Texte fourni
La petite histoire doit-elle écrire la grande ?
Mais peut-on se tenir à l’écart de l’engagement politique et sociétal que représente le fait d’être homosexuel dans une société qui a encore tant de chemin à parcourir en terme de tolérance et d’égalité ? L’acte de militer est-il un droit ou devient-il un devoir dans de telles circonstances ? C’est la principale question qui se pose tout au long de ce récit, et qui fait évidemment réfléchir même si la réponse est tout de même assez fortement suggérée.
Car, en même temps que Romain déroule le fil un peu noué de son histoire, c’est aussi l’Histoire mouvementée des années 80 à nos jours qui s’esquisse. Et, nous retourner sur cette époque charnière pour la libération de l’homosexualité en France, c’est aussi l’occasion de se souvenir que les acquis sont récents, fragiles. Et que les peurs irrationnelles et autres idées reçues à combattre sont encore nombreuses.

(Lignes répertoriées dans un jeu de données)
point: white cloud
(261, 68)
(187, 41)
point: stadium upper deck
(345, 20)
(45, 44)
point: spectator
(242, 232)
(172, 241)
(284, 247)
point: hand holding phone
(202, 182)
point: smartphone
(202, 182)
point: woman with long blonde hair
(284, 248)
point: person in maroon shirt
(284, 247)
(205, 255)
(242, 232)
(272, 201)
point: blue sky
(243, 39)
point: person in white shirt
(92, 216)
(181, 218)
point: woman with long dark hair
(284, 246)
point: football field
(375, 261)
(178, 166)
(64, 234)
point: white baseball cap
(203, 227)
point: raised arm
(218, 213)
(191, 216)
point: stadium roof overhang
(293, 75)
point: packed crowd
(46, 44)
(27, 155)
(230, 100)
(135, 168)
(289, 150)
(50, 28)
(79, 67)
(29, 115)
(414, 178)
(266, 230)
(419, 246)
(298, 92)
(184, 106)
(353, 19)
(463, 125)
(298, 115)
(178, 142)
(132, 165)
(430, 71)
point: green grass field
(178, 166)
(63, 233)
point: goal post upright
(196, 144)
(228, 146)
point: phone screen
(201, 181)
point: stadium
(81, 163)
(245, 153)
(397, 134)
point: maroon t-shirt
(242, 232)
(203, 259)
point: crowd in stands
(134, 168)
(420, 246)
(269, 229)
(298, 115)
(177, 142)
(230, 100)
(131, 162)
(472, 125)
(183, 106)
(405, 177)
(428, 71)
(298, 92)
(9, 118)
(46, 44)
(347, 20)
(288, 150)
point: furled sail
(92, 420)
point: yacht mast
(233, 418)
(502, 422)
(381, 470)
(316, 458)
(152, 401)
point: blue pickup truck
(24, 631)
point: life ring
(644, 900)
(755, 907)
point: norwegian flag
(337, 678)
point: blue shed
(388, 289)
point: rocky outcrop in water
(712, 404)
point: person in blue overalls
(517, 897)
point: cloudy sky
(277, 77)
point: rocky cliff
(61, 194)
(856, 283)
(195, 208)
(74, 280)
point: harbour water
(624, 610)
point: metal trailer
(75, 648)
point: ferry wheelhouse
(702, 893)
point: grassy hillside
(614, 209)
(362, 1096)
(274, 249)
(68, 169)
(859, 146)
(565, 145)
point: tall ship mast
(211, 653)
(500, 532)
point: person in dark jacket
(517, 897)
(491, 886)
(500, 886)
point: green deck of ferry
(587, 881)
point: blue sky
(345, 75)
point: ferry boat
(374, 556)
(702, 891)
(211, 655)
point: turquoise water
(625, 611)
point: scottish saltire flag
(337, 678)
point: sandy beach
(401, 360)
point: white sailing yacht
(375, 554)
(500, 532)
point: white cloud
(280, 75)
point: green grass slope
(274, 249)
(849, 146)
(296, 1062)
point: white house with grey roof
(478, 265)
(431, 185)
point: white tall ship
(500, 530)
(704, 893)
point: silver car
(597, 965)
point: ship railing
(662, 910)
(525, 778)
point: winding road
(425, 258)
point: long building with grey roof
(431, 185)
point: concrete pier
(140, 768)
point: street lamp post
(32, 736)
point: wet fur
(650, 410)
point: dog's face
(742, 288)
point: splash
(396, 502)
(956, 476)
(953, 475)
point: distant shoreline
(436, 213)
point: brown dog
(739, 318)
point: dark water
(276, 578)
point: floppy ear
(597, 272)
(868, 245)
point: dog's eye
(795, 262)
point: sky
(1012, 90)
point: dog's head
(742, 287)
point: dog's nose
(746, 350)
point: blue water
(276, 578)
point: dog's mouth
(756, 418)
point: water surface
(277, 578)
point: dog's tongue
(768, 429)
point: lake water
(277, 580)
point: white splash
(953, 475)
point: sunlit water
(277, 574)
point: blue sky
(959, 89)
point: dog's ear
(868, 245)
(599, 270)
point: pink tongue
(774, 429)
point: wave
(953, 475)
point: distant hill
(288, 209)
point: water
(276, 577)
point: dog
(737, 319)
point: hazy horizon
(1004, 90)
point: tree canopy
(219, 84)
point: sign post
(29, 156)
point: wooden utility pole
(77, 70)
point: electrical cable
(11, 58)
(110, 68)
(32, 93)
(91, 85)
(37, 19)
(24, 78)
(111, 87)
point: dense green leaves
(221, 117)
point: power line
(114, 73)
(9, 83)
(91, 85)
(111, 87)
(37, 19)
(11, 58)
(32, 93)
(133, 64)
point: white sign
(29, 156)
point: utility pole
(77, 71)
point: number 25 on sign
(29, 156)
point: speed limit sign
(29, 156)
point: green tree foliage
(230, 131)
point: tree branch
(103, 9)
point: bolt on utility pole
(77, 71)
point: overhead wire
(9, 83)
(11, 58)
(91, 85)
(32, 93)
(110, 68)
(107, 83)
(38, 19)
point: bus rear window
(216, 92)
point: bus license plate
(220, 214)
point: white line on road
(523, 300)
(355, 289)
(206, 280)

Objet de la tâche
Reproduisez à l'identique tout le passage du texte fourni, depuis « Mais peut-on se » jusqu'à « sont encore nombreuses. ».

Exercice terminé
Mais peut-on se tenir à l’écart de l’engagement politique et sociétal que représente le fait d’être homosexuel dans une société qui a encore tant de chemin à parcourir en terme de tolérance et d’égalité ? L’acte de militer est-il un droit ou devient-il un devoir dans de telles circonstances ? C’est la principale question qui se pose tout au long de ce récit, et qui fait évidemment réfléchir même si la réponse est tout de même assez fortement suggérée.
Car, en même temps que Romain déroule le fil un peu noué de son histoire, c’est aussi l’Histoire mouvementée des années 80 à nos jours qui s’esquisse. Et, nous retourner sur cette époque charnière pour la libération de l’homosexualité en France, c’est aussi l’occasion de se souvenir que les acquis sont récents, fragiles. Et que les peurs irrationnelles et autres idées reçues à combattre sont encore nombreuses.